Work request
Answer these questions from the sea turtle article:
1. On what date did the researchers find the turtle?
2. What disease did the tests show the turtle had contracted?
3. What does Dr. Gore say is most likely responsible for the disease?

Source document
━━━━━━━━━━
This turtle, which was found on Sept. 29 by researchers with the Association of Reef Keepers, is currently in quarantine while scientists help it recover from the disease causing tumours on its eyes and body, with the hope that it can one day be returned to the ocean. (Photo: PROVIDED)

On Sept. 29, a team of researchers with the Association of Reef Keepers was checking on the territory’s turtles when they discovered one with swollen, discoloured tumours on its eye, rear flippers and lower extremities, according to ARK Managing Director Dr. Shannon Gore.

The scientists subsequently fished the turtle out of the water, placed it in quarantine, and conducted a series of tests, which found that the turtle had contracted a disease called fibropapillomatosis, making it the first turtle in the Virgin Islands to be diagnosed with this disease by a veterinarian specifically trained in sea turtle rehabilitation, Dr. Gore stated.  

“While Covid-19 has posed various constraints to dealing with this situation, it has prompted positive action within the community to act quickly and resourcefully to [care] for this threatened species,” Dr. Gore wrote in a Sunday press release.

While the turtle remains in quarantine, Dr. Sarah Weston of Canines Cats and Critters, and Dr. Latisha Martin from the Department of Agriculture and Fisheries, are working alongside sea turtle specialists to concoct a plan for the turtle’s recovery and return to the ocean.  

“Both the welfare of the individual turtle and the BVI’s turtle population are of paramount importance throughout this process. More information will be made available as this situation evolves,” Dr. Gore stated.

Symptoms

While the cause of the disease is not fully understood, the evidence “shows that a chelonid fibropapilloma-associated herpesvirus is most likely responsible,” Dr. Gore explained.
━━━━━━━━━━
Records
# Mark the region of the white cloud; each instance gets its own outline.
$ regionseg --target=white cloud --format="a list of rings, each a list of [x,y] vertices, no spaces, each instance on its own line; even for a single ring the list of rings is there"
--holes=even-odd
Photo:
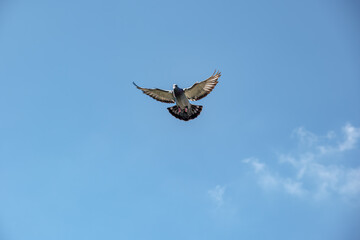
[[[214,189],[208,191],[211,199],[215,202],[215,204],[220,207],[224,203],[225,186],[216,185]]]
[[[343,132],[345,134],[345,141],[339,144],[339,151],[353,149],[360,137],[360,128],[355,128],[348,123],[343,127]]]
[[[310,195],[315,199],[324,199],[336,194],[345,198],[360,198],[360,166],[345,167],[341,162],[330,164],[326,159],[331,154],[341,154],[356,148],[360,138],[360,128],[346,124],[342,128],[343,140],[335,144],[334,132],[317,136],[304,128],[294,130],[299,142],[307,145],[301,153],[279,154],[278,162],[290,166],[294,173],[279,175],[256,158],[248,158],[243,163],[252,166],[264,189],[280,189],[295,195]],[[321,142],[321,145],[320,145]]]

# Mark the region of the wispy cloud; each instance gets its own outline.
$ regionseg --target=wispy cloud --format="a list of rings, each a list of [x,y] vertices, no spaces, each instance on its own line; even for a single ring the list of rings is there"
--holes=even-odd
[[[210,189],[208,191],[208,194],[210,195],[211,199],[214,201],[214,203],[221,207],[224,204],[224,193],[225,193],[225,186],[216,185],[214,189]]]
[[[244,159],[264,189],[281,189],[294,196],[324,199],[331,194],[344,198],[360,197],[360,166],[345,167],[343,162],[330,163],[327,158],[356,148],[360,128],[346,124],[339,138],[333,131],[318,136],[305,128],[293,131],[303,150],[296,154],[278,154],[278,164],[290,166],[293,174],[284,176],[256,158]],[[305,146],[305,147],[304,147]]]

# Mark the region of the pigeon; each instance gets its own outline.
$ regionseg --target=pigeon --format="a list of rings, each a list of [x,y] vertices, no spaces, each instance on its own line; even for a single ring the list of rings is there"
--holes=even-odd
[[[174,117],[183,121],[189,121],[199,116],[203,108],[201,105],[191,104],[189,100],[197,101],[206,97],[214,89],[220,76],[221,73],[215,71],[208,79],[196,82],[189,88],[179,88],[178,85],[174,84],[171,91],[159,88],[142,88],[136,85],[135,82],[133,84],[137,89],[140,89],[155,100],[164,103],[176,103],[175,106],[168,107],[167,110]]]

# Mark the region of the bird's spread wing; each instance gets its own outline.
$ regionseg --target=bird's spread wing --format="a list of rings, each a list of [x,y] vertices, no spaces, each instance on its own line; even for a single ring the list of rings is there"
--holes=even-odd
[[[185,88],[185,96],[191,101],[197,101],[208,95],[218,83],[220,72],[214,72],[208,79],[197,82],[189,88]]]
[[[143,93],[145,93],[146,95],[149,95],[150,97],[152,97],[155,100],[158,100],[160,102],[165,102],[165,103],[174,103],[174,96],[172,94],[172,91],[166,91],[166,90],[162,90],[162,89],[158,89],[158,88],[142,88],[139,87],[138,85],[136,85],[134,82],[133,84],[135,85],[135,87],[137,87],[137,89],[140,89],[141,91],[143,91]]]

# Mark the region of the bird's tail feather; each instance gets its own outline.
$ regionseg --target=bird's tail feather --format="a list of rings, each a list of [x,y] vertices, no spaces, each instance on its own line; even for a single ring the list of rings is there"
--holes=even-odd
━━━━━━━━━━
Reply to the task
1. Sept. 29
2. Fibropapillomatosis
3. A chelonid fibropapilloma-associated herpesvirus